_TASK DIRECTIONS_: Please set down all the lines beneath this one exactly, without the pictures.

[Point labeling dataset excerpts]
════

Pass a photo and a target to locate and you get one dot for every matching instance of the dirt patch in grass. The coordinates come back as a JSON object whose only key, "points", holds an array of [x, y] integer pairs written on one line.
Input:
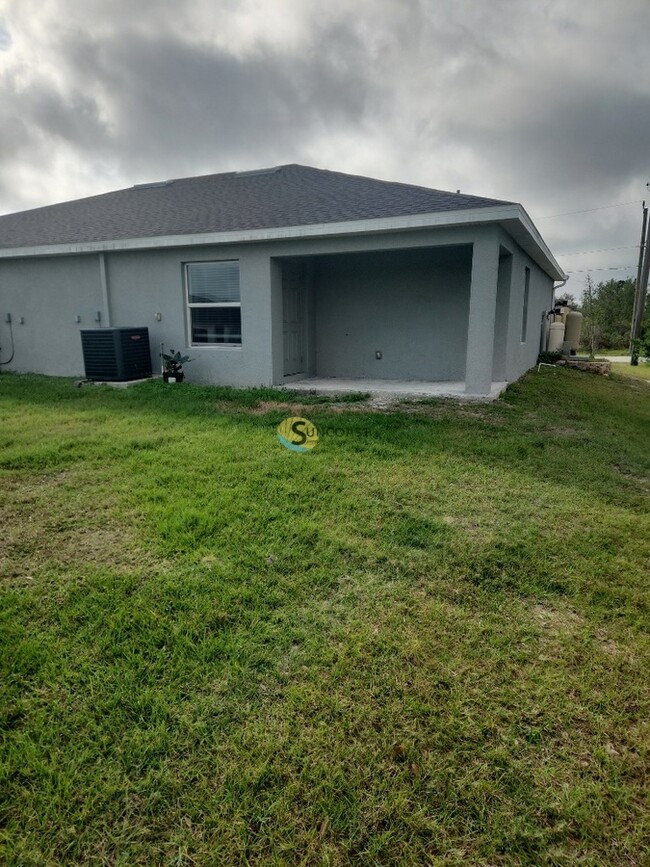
{"points": [[556, 620], [55, 520]]}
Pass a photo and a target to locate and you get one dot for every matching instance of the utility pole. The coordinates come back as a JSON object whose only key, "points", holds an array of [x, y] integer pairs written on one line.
{"points": [[643, 272]]}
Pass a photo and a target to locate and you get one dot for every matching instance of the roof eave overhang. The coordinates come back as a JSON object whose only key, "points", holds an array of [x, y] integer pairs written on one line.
{"points": [[513, 218]]}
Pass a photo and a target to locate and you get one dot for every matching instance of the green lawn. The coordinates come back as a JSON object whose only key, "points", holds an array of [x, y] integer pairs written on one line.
{"points": [[425, 642], [638, 371]]}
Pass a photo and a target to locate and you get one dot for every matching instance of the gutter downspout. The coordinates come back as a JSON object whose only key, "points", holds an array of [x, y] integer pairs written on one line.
{"points": [[103, 280]]}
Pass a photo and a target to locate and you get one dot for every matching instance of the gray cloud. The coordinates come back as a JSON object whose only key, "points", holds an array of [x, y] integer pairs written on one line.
{"points": [[545, 102]]}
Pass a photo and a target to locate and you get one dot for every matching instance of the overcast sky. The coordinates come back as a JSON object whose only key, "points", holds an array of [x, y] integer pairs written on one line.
{"points": [[544, 102]]}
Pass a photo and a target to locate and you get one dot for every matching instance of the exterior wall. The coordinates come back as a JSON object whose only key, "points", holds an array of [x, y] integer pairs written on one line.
{"points": [[144, 284], [521, 356], [411, 306], [48, 294], [411, 303]]}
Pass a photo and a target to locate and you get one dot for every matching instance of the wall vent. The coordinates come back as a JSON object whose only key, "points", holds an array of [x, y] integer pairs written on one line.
{"points": [[116, 354]]}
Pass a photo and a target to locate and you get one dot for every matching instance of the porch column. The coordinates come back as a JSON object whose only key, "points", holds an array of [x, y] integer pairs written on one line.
{"points": [[482, 312]]}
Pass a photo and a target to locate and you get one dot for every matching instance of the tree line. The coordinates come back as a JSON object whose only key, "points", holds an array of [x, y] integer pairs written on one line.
{"points": [[607, 313]]}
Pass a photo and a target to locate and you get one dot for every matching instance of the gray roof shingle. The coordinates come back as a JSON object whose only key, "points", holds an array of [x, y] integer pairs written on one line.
{"points": [[290, 195]]}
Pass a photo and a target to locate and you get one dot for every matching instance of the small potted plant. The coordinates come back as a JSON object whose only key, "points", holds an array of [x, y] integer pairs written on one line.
{"points": [[173, 366]]}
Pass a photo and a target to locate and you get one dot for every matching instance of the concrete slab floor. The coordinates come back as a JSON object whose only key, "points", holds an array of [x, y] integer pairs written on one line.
{"points": [[393, 389]]}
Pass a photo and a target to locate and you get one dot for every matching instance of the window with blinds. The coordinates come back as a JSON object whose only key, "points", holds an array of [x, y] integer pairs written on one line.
{"points": [[213, 303]]}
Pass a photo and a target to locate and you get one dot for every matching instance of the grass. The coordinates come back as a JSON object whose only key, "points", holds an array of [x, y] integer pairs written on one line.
{"points": [[426, 642], [639, 371]]}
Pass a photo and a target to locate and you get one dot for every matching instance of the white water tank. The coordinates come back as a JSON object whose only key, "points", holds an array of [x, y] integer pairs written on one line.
{"points": [[573, 327], [556, 337]]}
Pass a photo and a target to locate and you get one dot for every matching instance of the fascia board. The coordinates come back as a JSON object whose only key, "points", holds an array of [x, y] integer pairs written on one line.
{"points": [[508, 215]]}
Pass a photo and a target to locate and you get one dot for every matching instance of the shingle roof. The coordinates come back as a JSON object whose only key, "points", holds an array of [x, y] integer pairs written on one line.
{"points": [[290, 195]]}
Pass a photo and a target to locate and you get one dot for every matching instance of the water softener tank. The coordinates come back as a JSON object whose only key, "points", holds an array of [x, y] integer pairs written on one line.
{"points": [[573, 327], [556, 337]]}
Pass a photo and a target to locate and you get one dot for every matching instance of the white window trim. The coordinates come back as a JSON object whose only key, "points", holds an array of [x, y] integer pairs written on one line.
{"points": [[189, 306]]}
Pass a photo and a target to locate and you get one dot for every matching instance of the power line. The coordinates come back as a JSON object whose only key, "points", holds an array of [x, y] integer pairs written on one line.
{"points": [[615, 268], [590, 210], [601, 250]]}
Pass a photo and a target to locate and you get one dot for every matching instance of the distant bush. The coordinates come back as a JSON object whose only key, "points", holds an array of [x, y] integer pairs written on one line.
{"points": [[549, 357]]}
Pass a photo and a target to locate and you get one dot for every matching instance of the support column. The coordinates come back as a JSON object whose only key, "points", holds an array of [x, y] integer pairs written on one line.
{"points": [[482, 313]]}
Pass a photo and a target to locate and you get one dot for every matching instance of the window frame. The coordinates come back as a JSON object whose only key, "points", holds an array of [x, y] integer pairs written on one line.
{"points": [[190, 305]]}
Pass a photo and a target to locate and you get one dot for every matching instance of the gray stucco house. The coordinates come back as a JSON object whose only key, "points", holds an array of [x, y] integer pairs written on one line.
{"points": [[282, 275]]}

════

_FULL ANSWER_:
Pass a photo and a target to locate and you get one dot for every matching instance of the dirt patch in grass. The coordinates come back as a JSON object whose only key, "points", holds an array of [x, y] integer pairs written on one line.
Input:
{"points": [[556, 620], [55, 520]]}
Pass a photo and a target to locate and you get one dot for every matching instance of the utility pole. The coordinates come back as a JSON object whose only key, "points", holds an array of [x, y] integer pairs written on one line.
{"points": [[643, 272]]}
Pass a photo and a target to locate and you get one dot for every matching instance of the roof eave overhang. The coordinates come back as a JSON object whose only key, "points", holds an array of [x, y] integer pairs written on one line.
{"points": [[513, 218]]}
Pass a photo and a target to locate and you get one dot for every matching instance of the green lawn. The coordinates come back as a JSON object whose only key, "points", holds an array of [x, y] integer pairs written on one line.
{"points": [[425, 642], [638, 371]]}
Pass a photo and a target to locate and you get one dot for every matching instance of the gutter downspout. The coordinates come back as a JSON object whose only key, "points", holds an array of [x, y] integer pairs written on one line.
{"points": [[103, 280]]}
Pass a photo and a target to locate and you get one dot for every matching instance of the gray cloud. The coordinates come back as a JSON object whose only key, "points", holds an array of [x, y] integer pairs written on one line.
{"points": [[545, 102]]}
Pass a photo and a target to locate and you get one dot for every matching instance of the overcast sky. The coordinates come back as a JSON object whose only key, "points", holds an array of [x, y] integer pairs written on one line.
{"points": [[544, 102]]}
Pass a photo and a target to locate and you get one dot for every matching instance of the exterior wall. The coordinates come back as a JSON object whose only key, "points", holds an array of [x, y] integer pairs written on one line.
{"points": [[144, 284], [521, 356], [411, 306], [48, 294], [411, 303]]}
Pass a photo and a target to locate and you get one dot for every matching instance of the wall vent. The coordinates come back as a JSON object whose only key, "points", holds an array of [x, y] integer pairs written on one line.
{"points": [[116, 354]]}
Pass a photo and a target to locate and you get one dot for every matching instance of the porch column. The coordinates come back as a JSON object whose only key, "points", holds an array of [x, y] integer pairs written on one line.
{"points": [[482, 312]]}
Pass a photo and a target to locate and you get one dot for every matching instance of the tree line. The coordinates come back as a JSON object whose only key, "points", holds an array of [x, y] integer pairs written on one line.
{"points": [[607, 313]]}
Pass a photo and a target to locate and you get one dot for every matching instance of the gray roof shingle. The coordinates come back as a JSON object whose only key, "points", holds an array of [x, y] integer pairs written on one line.
{"points": [[290, 195]]}
Pass a photo and a target to locate and you get one dot for every matching instance of the small potted plant. The coordinates come back as a JSON object whose only key, "points", holds an array of [x, y] integer pairs written on one line.
{"points": [[173, 366]]}
Pass a photo and a target to locate and you get one dot for every matching instance of the concrete slab floor. The coordinates come back as a JSON object whose only key, "points", holds an array of [x, y] integer pairs written on one line.
{"points": [[393, 389]]}
Pass a photo and a target to locate and you get one dot for every matching instance of the window with blinds. The coordinates come back as a JSON object whose only key, "points", holds an array of [x, y] integer pairs written on one line.
{"points": [[213, 303]]}
Pass a photo and a target to locate and you get one dot for every matching instance of the grass. The coordinates come back as a JSON object whose only key, "points", holds an array of [x, y] integer pairs written on one line.
{"points": [[426, 642], [639, 371]]}
Pass a photo and a target to locate and you get one dot for every matching instance of the white water tank. The coordinates come back as a JSON object whose only key, "points", holds an array of [x, y] integer pairs written on one line.
{"points": [[573, 327], [556, 337]]}
Pass a photo and a target to locate and you get one dot for every matching instance of the fascia board. The coordinates come back as a JSON object whose only key, "points", holds an array of [x, y] integer pairs written on one line.
{"points": [[508, 215]]}
Pass a photo and a target to locate and you get one dot for every matching instance of the shingle roof. The coordinates come back as a JSON object whose only key, "points", holds an array of [x, y] integer pairs written on one line.
{"points": [[290, 195]]}
Pass a photo and a target to locate and you get one dot for every matching instance of the water softener tank. The coordinates come back as a JSON object whose only key, "points", holds an array of [x, y] integer pairs written on one line.
{"points": [[573, 327], [556, 337]]}
Pass a photo and a target to locate and you get one dot for every matching instance of the white window trim. The coordinates come back as a JSON object whose only key, "points", holds an array of [x, y] integer pairs written on one line.
{"points": [[189, 306]]}
Pass a photo and a target to locate and you get one dot for every matching instance of the power line. The coordinates come back as a JSON object whose only key, "points", holds an array of [x, y] integer pairs written on one line.
{"points": [[615, 268], [590, 210], [601, 250]]}
Pass a photo and a target to locate and you get one dot for every matching instance of the distant bush. The coordinates come back as a JSON object whose only key, "points", holds an array of [x, y] integer pairs written on one line.
{"points": [[549, 357]]}
Pass a photo and a target to locate and you get one dot for every matching instance of the support column. The coordinates come back as a JSON object whose only key, "points", holds an array of [x, y] integer pairs written on one line.
{"points": [[482, 313]]}
Pass a photo and a target to locate and you get one dot for every matching instance of the window frame. The coordinates come back as a JSON object whose only key, "points", holds an array of [x, y] integer pairs written on one line.
{"points": [[190, 305]]}
Pass a photo and a target to locate and you get one dot for every matching instance of the gray stucco house. The coordinates come back as a JSON object whose only key, "points", holds an array of [x, y] integer pairs written on one line.
{"points": [[282, 275]]}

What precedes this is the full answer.